§ Study material:
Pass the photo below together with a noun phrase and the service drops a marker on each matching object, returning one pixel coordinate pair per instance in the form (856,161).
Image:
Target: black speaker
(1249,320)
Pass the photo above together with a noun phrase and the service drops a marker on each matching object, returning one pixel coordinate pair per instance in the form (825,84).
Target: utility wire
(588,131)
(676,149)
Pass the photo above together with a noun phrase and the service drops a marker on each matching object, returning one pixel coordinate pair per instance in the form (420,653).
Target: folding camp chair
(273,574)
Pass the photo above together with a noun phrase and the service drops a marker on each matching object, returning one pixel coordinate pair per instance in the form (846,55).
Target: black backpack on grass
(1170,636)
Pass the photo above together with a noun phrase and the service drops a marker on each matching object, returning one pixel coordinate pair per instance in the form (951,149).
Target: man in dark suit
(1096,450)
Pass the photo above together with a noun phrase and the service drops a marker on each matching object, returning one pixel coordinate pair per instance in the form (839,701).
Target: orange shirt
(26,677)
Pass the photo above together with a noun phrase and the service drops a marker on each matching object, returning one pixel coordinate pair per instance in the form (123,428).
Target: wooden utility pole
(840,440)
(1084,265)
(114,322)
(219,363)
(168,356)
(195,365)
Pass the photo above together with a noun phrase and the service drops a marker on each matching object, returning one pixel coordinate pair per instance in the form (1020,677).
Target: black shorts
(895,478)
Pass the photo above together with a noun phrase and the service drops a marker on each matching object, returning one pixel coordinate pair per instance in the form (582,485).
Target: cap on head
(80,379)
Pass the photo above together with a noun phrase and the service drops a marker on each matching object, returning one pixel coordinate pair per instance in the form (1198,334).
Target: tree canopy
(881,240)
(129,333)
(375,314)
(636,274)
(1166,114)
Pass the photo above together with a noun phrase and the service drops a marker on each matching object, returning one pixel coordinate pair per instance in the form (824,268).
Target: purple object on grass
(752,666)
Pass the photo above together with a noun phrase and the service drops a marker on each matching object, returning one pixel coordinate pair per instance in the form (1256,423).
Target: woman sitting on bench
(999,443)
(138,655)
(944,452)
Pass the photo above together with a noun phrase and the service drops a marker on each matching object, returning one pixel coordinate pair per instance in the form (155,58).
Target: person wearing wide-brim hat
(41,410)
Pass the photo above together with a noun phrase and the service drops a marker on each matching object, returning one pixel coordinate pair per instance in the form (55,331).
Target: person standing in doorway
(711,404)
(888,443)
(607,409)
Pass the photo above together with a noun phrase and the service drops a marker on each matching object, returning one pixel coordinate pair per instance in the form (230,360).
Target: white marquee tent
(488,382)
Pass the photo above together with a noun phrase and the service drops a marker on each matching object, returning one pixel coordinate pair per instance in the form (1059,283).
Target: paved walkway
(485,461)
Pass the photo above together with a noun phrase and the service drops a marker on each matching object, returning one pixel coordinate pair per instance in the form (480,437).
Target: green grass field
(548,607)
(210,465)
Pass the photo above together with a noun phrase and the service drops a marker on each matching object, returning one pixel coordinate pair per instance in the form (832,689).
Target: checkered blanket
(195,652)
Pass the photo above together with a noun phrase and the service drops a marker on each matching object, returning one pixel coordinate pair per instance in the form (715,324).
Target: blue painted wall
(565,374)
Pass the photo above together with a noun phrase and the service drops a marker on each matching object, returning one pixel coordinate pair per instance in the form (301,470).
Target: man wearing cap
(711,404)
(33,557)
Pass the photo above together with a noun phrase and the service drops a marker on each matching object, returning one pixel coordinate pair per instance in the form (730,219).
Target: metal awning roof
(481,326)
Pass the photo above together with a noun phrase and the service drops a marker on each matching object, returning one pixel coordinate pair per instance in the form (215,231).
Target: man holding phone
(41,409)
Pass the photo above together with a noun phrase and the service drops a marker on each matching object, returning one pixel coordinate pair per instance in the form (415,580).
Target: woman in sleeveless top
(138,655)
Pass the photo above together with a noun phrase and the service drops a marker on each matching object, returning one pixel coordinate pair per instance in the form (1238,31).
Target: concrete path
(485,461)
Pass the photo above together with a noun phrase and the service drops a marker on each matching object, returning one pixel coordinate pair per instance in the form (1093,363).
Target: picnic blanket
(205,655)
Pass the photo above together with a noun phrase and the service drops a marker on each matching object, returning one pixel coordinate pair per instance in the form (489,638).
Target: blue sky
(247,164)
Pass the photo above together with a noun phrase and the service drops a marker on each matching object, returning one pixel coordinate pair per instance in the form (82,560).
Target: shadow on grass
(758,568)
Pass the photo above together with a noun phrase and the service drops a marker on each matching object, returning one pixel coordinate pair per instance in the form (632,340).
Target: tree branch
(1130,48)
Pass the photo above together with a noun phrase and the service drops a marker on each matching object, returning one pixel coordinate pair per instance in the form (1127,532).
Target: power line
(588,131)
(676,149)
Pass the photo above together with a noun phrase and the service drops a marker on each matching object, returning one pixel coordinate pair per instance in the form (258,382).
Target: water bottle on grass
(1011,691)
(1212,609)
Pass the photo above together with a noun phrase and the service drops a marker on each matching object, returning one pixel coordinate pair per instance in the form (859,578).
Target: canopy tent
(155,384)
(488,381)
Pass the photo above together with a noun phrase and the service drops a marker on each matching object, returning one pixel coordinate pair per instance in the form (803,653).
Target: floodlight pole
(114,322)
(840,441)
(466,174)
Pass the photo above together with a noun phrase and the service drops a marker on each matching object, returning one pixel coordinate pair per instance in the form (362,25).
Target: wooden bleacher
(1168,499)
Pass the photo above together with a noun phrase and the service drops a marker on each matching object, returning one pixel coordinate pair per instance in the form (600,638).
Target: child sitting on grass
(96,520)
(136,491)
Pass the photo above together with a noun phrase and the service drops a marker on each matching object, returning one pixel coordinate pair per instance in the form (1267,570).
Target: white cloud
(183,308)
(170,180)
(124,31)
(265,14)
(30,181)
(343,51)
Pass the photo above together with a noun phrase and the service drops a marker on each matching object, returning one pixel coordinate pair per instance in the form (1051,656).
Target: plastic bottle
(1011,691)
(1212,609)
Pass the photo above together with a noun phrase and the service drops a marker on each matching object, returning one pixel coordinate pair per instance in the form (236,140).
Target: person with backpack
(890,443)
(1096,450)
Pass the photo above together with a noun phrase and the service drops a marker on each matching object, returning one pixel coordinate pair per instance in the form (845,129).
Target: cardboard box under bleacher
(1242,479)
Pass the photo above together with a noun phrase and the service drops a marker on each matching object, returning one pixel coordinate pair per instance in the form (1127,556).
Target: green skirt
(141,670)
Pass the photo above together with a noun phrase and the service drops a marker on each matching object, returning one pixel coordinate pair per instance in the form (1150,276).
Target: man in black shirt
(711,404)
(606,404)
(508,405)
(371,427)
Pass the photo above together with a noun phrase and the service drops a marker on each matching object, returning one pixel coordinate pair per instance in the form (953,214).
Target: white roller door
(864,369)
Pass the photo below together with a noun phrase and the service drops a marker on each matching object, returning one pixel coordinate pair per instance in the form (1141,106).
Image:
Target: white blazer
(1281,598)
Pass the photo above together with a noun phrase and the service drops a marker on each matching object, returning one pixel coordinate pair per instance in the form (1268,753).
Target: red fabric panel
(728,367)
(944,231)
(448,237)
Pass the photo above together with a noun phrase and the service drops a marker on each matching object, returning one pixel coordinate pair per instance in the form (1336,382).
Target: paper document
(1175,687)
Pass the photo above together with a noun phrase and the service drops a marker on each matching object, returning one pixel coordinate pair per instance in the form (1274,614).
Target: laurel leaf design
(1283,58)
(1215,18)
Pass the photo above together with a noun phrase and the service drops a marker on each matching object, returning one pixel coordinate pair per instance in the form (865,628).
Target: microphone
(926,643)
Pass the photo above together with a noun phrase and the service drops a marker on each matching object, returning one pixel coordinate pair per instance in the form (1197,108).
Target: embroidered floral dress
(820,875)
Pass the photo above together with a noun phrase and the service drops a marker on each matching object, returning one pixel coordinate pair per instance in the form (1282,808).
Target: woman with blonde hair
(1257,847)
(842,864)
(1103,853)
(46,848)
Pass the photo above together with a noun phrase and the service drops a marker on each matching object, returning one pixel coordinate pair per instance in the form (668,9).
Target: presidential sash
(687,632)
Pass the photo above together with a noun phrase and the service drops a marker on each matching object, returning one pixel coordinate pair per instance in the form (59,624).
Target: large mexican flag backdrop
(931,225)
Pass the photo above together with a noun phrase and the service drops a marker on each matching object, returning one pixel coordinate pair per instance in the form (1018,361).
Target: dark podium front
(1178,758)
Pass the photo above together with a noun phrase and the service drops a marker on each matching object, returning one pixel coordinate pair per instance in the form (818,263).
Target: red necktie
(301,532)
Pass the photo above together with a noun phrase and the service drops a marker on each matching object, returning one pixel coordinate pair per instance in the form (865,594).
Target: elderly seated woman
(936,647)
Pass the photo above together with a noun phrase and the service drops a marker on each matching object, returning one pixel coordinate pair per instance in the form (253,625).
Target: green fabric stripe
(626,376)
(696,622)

§ Assignment:
The answer should be a number alone: the count of lines in the records that hold the word "below".

§ Result of the exercise:
2